> **Défis**:
1. D'après le texte sur le cyclone Katrina, combien de cyclones y a-t-il à peu près chaque année en ce moment ?
2. Continuez le texte sur le cyclone Katrina à partir de sa dernière phrase.

> **Extrait du texte**:
Turbulences scientifiques autour de Katrina

Au lendemain du passage du cyclone Katrina dans le Golfe du Mexique, la communauté scientifique des Etats-Unis s’interroge sur le lien entre l’occurrence et la violence des cyclones tropicaux et le réchauffement climatique. Les travaux du professeur Kerry Emanuel du MIT, qui venait de publier un article dans Nature soulignant une corrélation entre l’augmentation de la température de surface des océans tropicaux et l’accroissement de l’énergie cyclonique, avaient été abondamment cités.
Cependant, les opinions des climatologues restent divisées à ce sujet et les simulations des modèles sont contradictoires, certaines concluant par exemple à une diminution à l’horizon 2020 du nombre total de cyclones, environ 90 par an actuellement.

Entrées d'un jeu de données
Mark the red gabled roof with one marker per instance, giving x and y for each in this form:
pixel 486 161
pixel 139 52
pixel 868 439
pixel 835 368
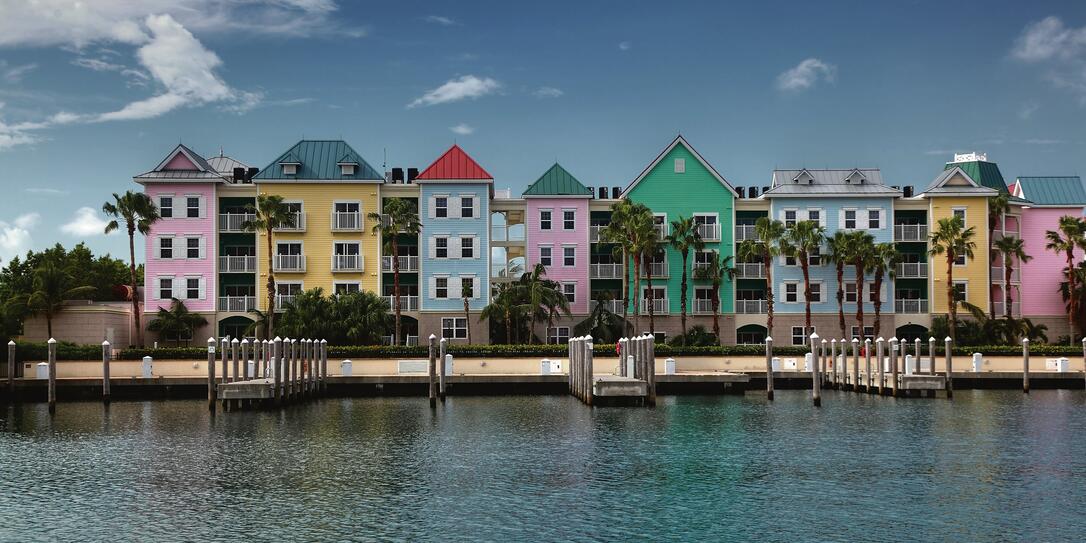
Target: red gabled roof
pixel 455 164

> **Réponses de l'exercice**:
1. Environ 90 par an.

2.
Un élément supplémentaire vient d’être apporté au débat sous la forme d’un article publié dans le numéro du 16 septembre du magazine Science. Utilisant des données satellitaires de la période 1970-2005, Peter Webster, du Georgia Institute of Technology, Greg Holland, du National Center for Atmospheric Research (Boulder, Colorado) et leurs collègues, montrent que le nombre de cyclones intenses (forces 4 et 5) a été multiplié par 2 en 35 ans, tandis que le nombre de cyclones plus modérés (forces 1 à 3) a diminué. En revanche, sur les 10 dernières années, le nombre total d’épisodes cycloniques, mesuré en (cyclone x jour) a globalement diminué de près de 25%.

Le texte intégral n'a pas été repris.